→ WHAT YOU WILL DO
Collect each of the lines below that contains the string "neck" with its case matched, and copy those lines in full.

→ LISTED ENTRIES

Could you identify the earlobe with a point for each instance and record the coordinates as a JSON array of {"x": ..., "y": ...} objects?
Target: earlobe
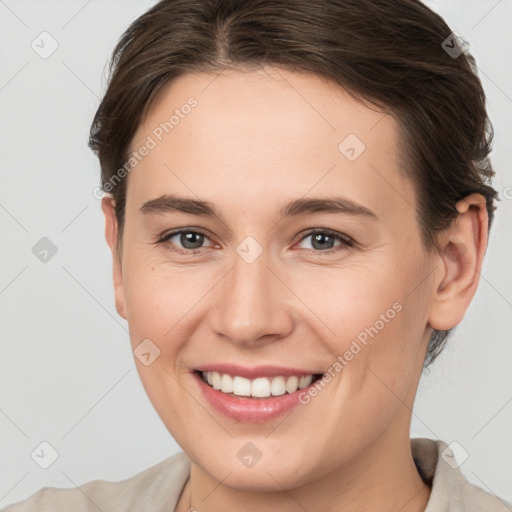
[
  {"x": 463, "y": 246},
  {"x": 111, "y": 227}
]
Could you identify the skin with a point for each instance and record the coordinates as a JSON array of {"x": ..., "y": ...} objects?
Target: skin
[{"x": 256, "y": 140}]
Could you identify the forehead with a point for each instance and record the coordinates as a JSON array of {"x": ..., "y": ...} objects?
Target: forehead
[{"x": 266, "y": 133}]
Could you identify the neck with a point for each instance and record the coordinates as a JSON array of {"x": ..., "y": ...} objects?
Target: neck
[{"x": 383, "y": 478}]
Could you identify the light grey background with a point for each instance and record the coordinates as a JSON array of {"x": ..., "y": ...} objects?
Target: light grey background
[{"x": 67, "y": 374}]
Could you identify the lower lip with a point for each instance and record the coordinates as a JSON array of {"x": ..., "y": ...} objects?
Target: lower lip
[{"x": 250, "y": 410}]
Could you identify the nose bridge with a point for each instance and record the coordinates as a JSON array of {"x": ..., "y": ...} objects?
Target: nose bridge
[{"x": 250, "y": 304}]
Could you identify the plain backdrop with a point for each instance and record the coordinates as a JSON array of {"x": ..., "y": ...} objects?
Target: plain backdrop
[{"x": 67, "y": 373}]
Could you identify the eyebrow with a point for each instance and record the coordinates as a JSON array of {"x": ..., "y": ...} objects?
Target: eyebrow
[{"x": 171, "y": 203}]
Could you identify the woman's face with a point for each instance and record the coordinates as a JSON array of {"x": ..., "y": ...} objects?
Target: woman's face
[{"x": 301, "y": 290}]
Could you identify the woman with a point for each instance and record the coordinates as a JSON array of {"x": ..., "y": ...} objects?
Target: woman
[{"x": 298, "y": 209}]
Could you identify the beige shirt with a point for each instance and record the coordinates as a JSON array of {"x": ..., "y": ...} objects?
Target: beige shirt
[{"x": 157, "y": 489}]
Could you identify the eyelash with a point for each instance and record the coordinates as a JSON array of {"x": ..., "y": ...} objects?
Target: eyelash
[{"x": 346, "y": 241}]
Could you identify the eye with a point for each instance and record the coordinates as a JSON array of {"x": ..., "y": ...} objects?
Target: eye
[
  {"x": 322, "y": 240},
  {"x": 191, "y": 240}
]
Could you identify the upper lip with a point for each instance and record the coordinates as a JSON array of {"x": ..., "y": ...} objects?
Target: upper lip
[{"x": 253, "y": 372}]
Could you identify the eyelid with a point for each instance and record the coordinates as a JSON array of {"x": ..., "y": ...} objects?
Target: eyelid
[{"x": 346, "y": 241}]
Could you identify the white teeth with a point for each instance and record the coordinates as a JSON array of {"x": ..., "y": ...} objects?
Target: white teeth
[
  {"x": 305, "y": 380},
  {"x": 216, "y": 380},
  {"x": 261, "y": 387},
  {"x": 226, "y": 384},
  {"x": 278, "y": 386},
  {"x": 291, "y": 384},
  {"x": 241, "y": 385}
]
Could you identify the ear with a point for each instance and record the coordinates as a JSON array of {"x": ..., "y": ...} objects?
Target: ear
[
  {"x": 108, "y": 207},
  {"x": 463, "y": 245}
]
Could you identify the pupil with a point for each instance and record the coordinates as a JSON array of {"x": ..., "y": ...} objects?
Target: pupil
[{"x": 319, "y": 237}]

...

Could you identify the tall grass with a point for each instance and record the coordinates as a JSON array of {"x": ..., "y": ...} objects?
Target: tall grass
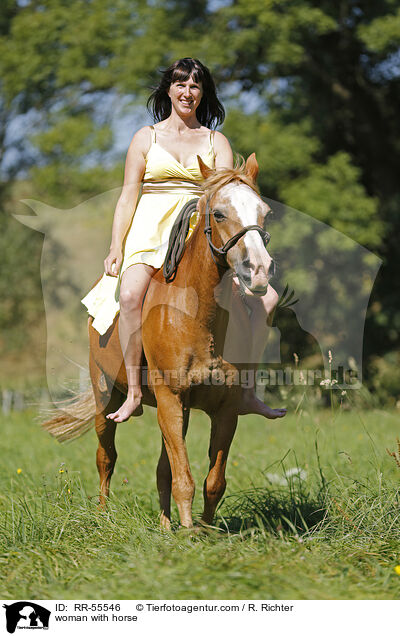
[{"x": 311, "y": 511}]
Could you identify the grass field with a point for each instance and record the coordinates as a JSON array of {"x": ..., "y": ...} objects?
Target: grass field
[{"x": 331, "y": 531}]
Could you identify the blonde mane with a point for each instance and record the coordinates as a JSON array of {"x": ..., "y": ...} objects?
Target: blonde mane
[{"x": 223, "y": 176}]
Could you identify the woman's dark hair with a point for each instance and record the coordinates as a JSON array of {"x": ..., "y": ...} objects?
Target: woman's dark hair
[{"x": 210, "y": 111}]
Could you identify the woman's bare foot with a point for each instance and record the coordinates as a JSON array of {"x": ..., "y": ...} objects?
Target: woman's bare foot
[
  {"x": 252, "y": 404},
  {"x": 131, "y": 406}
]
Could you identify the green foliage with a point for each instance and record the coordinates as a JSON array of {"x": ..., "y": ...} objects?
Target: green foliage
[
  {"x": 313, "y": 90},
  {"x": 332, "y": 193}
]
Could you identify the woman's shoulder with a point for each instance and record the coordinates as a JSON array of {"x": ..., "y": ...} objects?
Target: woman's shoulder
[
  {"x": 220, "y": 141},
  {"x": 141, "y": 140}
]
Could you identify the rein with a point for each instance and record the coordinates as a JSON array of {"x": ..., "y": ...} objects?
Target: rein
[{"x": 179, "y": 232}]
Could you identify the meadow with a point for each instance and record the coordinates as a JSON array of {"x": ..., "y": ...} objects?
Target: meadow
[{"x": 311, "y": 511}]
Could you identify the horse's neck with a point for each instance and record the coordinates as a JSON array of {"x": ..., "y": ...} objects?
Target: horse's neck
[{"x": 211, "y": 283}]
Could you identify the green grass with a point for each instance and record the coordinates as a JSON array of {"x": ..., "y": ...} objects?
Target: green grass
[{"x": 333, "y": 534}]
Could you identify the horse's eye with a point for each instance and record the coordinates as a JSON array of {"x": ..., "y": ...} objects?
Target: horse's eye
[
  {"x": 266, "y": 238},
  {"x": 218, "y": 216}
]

→ RESULT FOR THIS EXERCISE
Could you identify the neck with a point for each instance and record the coordinates as a JSON array of {"x": ..., "y": ...} objects?
Target: neck
Could you identify the horse's neck with a point for each instance and record the coordinates as a JSON array of {"x": ..., "y": ...} objects?
Target: horse's neck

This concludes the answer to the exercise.